Extracted information -

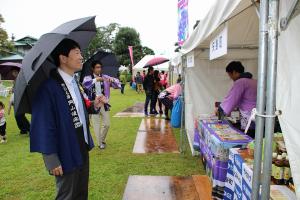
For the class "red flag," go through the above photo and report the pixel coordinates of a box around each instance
[128,46,134,66]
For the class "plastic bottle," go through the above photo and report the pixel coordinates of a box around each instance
[273,155,284,185]
[271,152,277,182]
[283,156,291,185]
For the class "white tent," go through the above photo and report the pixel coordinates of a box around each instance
[182,0,300,198]
[132,55,169,75]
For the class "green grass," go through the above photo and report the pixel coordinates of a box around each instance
[0,85,204,200]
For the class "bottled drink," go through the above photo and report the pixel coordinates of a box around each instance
[271,152,277,182]
[283,156,291,185]
[274,155,284,185]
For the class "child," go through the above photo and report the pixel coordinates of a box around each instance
[0,101,7,143]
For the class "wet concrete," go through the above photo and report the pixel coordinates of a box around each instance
[133,117,179,153]
[114,102,144,117]
[123,175,212,200]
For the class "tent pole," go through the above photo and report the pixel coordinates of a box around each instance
[252,0,268,199]
[179,55,186,153]
[261,0,279,199]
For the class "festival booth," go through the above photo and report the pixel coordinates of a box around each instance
[181,0,300,199]
[132,55,170,76]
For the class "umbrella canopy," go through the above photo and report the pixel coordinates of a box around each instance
[119,65,128,71]
[144,56,169,68]
[80,51,120,82]
[14,16,96,114]
[0,62,22,80]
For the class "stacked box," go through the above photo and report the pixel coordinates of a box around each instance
[233,152,244,199]
[224,148,238,200]
[242,163,253,199]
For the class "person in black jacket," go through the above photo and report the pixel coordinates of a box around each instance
[143,67,154,116]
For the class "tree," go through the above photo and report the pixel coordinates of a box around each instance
[113,27,154,69]
[0,14,14,56]
[83,23,120,59]
[113,27,141,66]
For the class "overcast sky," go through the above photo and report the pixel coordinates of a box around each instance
[0,0,216,56]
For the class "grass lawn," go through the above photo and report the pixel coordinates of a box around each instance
[0,85,204,200]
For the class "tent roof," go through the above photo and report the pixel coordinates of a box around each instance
[0,54,23,61]
[181,0,258,54]
[132,55,169,71]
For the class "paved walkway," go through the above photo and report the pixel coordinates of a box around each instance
[114,102,144,117]
[133,117,179,153]
[123,175,212,200]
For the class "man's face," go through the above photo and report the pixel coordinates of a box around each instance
[227,71,240,81]
[93,64,102,76]
[60,48,83,72]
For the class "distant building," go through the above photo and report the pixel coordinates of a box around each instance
[14,36,38,56]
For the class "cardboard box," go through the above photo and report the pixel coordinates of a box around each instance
[223,188,234,200]
[242,163,253,189]
[234,185,243,200]
[242,180,252,199]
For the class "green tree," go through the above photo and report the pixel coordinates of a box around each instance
[0,14,14,56]
[142,47,154,56]
[113,27,141,66]
[113,27,154,70]
[83,23,120,59]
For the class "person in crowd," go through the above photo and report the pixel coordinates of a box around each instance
[158,83,182,120]
[7,81,30,134]
[150,70,163,115]
[82,60,121,149]
[134,72,143,93]
[143,67,154,116]
[159,70,168,90]
[0,101,7,144]
[30,39,105,200]
[216,61,257,138]
[141,70,146,82]
[120,70,127,94]
[176,74,181,83]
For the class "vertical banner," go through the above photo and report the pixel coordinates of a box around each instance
[128,46,134,67]
[177,0,189,46]
[209,24,227,60]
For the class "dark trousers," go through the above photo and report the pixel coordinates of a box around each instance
[121,84,125,94]
[160,97,173,118]
[144,92,153,113]
[0,122,6,140]
[150,92,158,113]
[15,114,30,134]
[55,155,89,200]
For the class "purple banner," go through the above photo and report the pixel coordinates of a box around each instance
[177,0,189,46]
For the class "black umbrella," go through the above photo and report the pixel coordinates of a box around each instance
[80,51,120,82]
[14,16,96,114]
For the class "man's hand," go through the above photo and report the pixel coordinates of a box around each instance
[94,95,108,108]
[214,107,219,116]
[50,166,64,176]
[96,76,103,82]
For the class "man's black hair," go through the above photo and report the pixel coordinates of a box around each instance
[0,101,5,108]
[91,60,102,69]
[51,39,80,67]
[148,66,154,73]
[226,61,245,74]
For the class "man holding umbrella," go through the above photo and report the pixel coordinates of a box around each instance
[30,39,102,199]
[14,16,104,200]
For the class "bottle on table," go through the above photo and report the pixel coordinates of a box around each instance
[283,156,291,185]
[271,152,277,182]
[273,155,284,185]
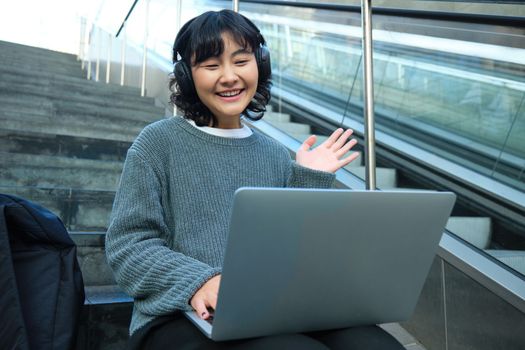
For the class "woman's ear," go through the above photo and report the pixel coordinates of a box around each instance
[254,45,272,83]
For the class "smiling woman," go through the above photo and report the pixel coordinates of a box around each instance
[191,32,259,129]
[170,11,271,128]
[106,10,392,350]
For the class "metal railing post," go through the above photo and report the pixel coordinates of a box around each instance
[140,0,150,96]
[106,33,112,84]
[95,28,102,81]
[361,0,376,190]
[77,17,86,63]
[120,23,127,86]
[86,25,93,80]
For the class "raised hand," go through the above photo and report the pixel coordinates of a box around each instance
[295,128,359,173]
[190,275,221,320]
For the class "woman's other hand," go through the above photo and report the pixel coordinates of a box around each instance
[190,275,221,320]
[295,128,359,173]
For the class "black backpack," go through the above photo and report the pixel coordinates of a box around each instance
[0,194,84,350]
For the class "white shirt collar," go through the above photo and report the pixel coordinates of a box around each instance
[186,119,253,139]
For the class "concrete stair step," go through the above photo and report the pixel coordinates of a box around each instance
[0,55,83,78]
[0,89,165,116]
[0,152,123,191]
[485,249,525,275]
[0,184,115,232]
[345,163,397,190]
[0,40,76,61]
[0,128,131,162]
[0,108,156,133]
[0,80,159,110]
[268,121,310,134]
[446,216,492,249]
[0,65,145,98]
[0,112,143,142]
[0,96,164,122]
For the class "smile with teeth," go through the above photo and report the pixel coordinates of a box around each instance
[217,90,242,97]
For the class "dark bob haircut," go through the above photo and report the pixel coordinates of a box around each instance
[169,10,272,126]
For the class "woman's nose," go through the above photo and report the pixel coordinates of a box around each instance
[220,65,239,84]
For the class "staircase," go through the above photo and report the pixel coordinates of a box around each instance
[0,41,165,349]
[263,106,525,274]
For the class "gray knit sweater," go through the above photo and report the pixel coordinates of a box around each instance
[106,117,335,334]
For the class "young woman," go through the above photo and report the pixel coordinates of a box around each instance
[106,10,399,349]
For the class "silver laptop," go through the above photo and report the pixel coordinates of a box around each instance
[186,188,456,340]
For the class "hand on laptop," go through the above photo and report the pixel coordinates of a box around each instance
[190,275,221,320]
[295,128,359,173]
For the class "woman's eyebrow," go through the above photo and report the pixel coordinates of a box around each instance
[231,48,253,57]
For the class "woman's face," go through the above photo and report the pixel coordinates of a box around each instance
[191,32,259,129]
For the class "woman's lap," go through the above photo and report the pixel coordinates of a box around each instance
[131,314,404,350]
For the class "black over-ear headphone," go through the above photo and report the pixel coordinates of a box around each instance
[173,45,272,97]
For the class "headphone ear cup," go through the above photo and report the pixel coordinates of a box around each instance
[255,45,272,82]
[173,61,196,97]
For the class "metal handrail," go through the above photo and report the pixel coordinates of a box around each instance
[115,0,139,38]
[236,0,525,28]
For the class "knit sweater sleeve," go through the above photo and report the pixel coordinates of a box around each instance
[106,149,220,316]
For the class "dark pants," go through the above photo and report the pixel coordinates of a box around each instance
[130,314,404,350]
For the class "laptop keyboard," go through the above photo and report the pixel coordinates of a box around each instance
[204,311,214,325]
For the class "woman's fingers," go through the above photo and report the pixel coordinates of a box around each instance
[191,298,209,320]
[339,152,359,168]
[299,135,317,151]
[323,128,343,148]
[335,139,357,158]
[332,129,354,151]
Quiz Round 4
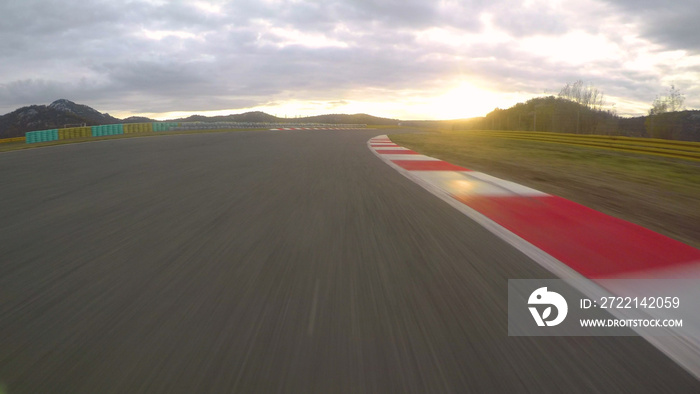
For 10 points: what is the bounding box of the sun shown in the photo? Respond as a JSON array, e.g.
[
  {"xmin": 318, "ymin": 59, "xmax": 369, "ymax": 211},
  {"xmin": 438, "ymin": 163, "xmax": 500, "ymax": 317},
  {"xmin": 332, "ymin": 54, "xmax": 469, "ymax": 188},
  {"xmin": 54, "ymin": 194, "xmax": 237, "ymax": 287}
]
[{"xmin": 429, "ymin": 82, "xmax": 503, "ymax": 119}]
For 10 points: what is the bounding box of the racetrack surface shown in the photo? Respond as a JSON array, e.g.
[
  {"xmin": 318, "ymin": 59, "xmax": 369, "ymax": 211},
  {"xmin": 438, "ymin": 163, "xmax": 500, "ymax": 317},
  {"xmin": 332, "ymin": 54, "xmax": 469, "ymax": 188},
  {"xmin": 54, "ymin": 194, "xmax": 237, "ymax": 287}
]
[{"xmin": 0, "ymin": 130, "xmax": 700, "ymax": 394}]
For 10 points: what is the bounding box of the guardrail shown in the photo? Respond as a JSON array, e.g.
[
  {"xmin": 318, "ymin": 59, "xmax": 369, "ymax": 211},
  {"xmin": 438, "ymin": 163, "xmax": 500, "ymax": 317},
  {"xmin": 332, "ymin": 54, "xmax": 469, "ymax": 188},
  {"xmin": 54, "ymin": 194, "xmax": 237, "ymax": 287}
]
[
  {"xmin": 22, "ymin": 122, "xmax": 180, "ymax": 144},
  {"xmin": 471, "ymin": 130, "xmax": 700, "ymax": 161},
  {"xmin": 0, "ymin": 137, "xmax": 24, "ymax": 144},
  {"xmin": 23, "ymin": 122, "xmax": 367, "ymax": 144},
  {"xmin": 173, "ymin": 122, "xmax": 367, "ymax": 130}
]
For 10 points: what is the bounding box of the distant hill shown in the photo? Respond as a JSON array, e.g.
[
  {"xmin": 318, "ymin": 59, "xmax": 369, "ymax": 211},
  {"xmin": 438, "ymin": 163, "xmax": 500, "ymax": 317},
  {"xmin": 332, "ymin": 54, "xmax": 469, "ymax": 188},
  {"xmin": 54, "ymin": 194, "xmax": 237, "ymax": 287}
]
[
  {"xmin": 290, "ymin": 114, "xmax": 399, "ymax": 125},
  {"xmin": 442, "ymin": 96, "xmax": 700, "ymax": 141},
  {"xmin": 170, "ymin": 111, "xmax": 280, "ymax": 122},
  {"xmin": 121, "ymin": 116, "xmax": 157, "ymax": 123},
  {"xmin": 172, "ymin": 111, "xmax": 398, "ymax": 125},
  {"xmin": 0, "ymin": 99, "xmax": 121, "ymax": 138},
  {"xmin": 0, "ymin": 99, "xmax": 399, "ymax": 138}
]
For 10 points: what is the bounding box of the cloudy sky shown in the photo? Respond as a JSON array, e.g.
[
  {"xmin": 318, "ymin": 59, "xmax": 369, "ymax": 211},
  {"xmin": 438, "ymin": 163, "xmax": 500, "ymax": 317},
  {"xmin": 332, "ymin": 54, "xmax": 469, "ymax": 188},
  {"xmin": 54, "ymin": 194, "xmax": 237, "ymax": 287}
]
[{"xmin": 0, "ymin": 0, "xmax": 700, "ymax": 119}]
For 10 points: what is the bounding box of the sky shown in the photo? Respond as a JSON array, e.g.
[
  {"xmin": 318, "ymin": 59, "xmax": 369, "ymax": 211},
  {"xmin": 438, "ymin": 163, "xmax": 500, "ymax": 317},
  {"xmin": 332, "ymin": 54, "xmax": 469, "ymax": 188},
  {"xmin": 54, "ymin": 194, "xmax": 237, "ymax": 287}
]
[{"xmin": 0, "ymin": 0, "xmax": 700, "ymax": 119}]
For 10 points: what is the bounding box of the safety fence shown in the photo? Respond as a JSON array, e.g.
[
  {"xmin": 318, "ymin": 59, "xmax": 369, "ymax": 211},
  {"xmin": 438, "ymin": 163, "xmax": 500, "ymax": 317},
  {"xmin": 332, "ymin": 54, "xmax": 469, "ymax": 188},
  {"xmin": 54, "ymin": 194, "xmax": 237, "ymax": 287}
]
[
  {"xmin": 173, "ymin": 122, "xmax": 367, "ymax": 131},
  {"xmin": 24, "ymin": 122, "xmax": 180, "ymax": 144},
  {"xmin": 0, "ymin": 137, "xmax": 24, "ymax": 144},
  {"xmin": 19, "ymin": 122, "xmax": 367, "ymax": 144}
]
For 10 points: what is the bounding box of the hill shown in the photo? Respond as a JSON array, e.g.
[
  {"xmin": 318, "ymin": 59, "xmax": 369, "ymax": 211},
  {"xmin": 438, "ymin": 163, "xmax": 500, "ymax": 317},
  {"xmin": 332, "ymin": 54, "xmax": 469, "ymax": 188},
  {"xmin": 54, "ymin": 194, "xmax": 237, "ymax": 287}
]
[
  {"xmin": 442, "ymin": 96, "xmax": 700, "ymax": 141},
  {"xmin": 0, "ymin": 99, "xmax": 399, "ymax": 138},
  {"xmin": 0, "ymin": 99, "xmax": 121, "ymax": 138}
]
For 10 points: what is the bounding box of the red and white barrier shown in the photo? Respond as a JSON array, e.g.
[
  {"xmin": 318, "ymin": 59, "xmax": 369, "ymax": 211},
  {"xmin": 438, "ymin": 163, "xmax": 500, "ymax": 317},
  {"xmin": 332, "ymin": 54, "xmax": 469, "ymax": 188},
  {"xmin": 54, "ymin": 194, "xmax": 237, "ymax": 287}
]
[{"xmin": 367, "ymin": 135, "xmax": 700, "ymax": 377}]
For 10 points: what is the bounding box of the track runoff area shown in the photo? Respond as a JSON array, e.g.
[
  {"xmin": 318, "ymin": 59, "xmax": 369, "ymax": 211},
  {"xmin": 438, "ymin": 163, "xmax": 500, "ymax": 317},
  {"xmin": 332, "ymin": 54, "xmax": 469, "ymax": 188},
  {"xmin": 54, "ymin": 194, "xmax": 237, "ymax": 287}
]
[{"xmin": 367, "ymin": 135, "xmax": 700, "ymax": 378}]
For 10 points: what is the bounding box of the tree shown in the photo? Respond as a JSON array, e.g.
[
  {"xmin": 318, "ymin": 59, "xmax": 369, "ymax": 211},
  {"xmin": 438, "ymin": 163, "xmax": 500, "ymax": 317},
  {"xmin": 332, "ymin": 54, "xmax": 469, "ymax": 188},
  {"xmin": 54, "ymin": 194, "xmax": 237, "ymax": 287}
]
[
  {"xmin": 649, "ymin": 85, "xmax": 685, "ymax": 115},
  {"xmin": 559, "ymin": 79, "xmax": 605, "ymax": 110}
]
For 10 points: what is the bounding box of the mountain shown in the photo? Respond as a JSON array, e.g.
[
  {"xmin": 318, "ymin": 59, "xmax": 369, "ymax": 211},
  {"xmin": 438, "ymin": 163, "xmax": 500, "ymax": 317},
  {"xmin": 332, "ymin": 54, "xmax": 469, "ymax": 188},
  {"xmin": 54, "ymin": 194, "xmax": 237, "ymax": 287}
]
[
  {"xmin": 171, "ymin": 111, "xmax": 281, "ymax": 123},
  {"xmin": 172, "ymin": 111, "xmax": 398, "ymax": 125},
  {"xmin": 121, "ymin": 116, "xmax": 157, "ymax": 123},
  {"xmin": 0, "ymin": 99, "xmax": 398, "ymax": 138},
  {"xmin": 0, "ymin": 99, "xmax": 121, "ymax": 138}
]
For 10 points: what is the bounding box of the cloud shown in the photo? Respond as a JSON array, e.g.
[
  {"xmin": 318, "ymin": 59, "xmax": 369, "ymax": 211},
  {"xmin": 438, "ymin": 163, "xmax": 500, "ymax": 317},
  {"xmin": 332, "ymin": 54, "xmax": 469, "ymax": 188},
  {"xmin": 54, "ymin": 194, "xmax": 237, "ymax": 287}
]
[{"xmin": 0, "ymin": 0, "xmax": 700, "ymax": 116}]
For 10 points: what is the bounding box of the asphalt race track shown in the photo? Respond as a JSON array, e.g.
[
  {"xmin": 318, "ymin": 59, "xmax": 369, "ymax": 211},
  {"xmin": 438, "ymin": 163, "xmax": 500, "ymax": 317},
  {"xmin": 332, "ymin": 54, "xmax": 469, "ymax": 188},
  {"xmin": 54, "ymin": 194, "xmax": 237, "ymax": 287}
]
[{"xmin": 0, "ymin": 130, "xmax": 700, "ymax": 394}]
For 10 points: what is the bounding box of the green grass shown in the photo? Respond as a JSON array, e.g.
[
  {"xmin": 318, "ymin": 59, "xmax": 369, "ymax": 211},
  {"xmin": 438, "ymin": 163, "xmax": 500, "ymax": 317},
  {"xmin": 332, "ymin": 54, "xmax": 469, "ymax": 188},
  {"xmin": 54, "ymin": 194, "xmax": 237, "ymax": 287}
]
[{"xmin": 390, "ymin": 131, "xmax": 700, "ymax": 247}]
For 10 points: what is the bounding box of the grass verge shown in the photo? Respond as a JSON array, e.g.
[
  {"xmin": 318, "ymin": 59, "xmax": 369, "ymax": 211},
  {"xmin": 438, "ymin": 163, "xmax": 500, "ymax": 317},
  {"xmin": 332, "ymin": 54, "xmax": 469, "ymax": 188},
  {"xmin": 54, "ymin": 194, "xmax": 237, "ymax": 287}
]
[{"xmin": 390, "ymin": 131, "xmax": 700, "ymax": 248}]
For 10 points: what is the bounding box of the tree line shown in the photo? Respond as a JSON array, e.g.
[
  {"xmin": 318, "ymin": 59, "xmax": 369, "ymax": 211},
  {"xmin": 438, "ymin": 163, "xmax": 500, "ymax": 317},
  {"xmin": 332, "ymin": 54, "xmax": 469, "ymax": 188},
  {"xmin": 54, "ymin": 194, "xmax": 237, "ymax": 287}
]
[{"xmin": 452, "ymin": 80, "xmax": 700, "ymax": 141}]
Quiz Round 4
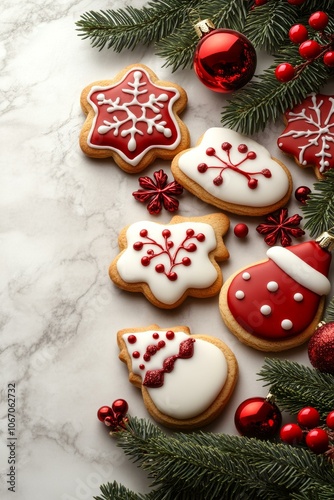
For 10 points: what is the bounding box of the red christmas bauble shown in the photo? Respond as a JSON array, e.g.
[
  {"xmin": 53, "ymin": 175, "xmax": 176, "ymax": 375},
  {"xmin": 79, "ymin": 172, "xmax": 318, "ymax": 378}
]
[
  {"xmin": 234, "ymin": 397, "xmax": 282, "ymax": 439},
  {"xmin": 194, "ymin": 20, "xmax": 257, "ymax": 93},
  {"xmin": 308, "ymin": 322, "xmax": 334, "ymax": 375}
]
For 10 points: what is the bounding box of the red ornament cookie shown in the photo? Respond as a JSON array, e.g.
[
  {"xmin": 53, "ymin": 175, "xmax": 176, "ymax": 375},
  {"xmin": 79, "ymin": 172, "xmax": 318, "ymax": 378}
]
[
  {"xmin": 109, "ymin": 214, "xmax": 229, "ymax": 309},
  {"xmin": 277, "ymin": 94, "xmax": 334, "ymax": 179},
  {"xmin": 80, "ymin": 64, "xmax": 189, "ymax": 173},
  {"xmin": 117, "ymin": 325, "xmax": 238, "ymax": 429},
  {"xmin": 219, "ymin": 233, "xmax": 333, "ymax": 351}
]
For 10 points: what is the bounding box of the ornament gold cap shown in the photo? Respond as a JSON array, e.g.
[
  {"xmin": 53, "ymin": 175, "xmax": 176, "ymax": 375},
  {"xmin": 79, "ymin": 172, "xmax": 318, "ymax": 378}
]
[
  {"xmin": 315, "ymin": 228, "xmax": 334, "ymax": 252},
  {"xmin": 194, "ymin": 19, "xmax": 216, "ymax": 38}
]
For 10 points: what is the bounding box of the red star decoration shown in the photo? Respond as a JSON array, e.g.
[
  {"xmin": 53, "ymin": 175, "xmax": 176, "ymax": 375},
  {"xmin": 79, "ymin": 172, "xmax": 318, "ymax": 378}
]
[
  {"xmin": 132, "ymin": 170, "xmax": 183, "ymax": 215},
  {"xmin": 256, "ymin": 208, "xmax": 305, "ymax": 247}
]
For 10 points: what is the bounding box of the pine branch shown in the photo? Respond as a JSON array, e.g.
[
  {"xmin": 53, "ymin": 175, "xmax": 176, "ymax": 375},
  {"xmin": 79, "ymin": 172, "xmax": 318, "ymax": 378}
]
[
  {"xmin": 301, "ymin": 170, "xmax": 334, "ymax": 237},
  {"xmin": 259, "ymin": 358, "xmax": 334, "ymax": 418}
]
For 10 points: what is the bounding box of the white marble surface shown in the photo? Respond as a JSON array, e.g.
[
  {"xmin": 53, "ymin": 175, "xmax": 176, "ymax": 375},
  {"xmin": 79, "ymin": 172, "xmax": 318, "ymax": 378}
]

Request -
Rewrite everything from the start of the material down to the line containing "[0,62,22,80]", replacing "go through" with "examine" and changing nothing else. Leave the pictures out of your answer.

Problem solution -
For the class "red flag," examine the above photo and report the pixel coordinates of a box around each instance
[128,46,134,66]
For the class "plastic bottle," examine the above photo and report the pixel coordinates of a box around each instance
[273,155,284,185]
[271,152,277,182]
[283,156,291,185]
For the class "white tent," examine the above photo and report the pixel coordinates of a box around each instance
[182,0,300,198]
[132,55,169,75]
For the class "green grass," examine the above photo and report the pixel coordinates of a box around each instance
[0,85,204,200]
For the class "bottled drink," examine the above photo and report the pixel coordinates of a box around each instance
[271,152,277,182]
[283,156,291,185]
[274,155,284,185]
For the class "child," examine the above photo and report the pixel coordinates of a box around each instance
[0,101,7,143]
For the class "wet concrete," examine the above photo and report the pixel coordinates of a box around each instance
[133,117,179,153]
[114,102,144,117]
[123,175,212,200]
For the class "tent pole," examine the above photo and report the pixel coordinates of a box around each instance
[252,0,268,199]
[179,55,186,153]
[261,0,279,199]
For the class "festival booth," examine the above photo and report the pixel coordinates of a box around each instance
[181,0,300,199]
[132,55,170,76]
For the class "umbrella canopy," examine the above photo and report the pixel coordinates of a box around each instance
[119,65,128,71]
[144,56,169,68]
[80,51,120,82]
[14,16,96,114]
[0,62,22,80]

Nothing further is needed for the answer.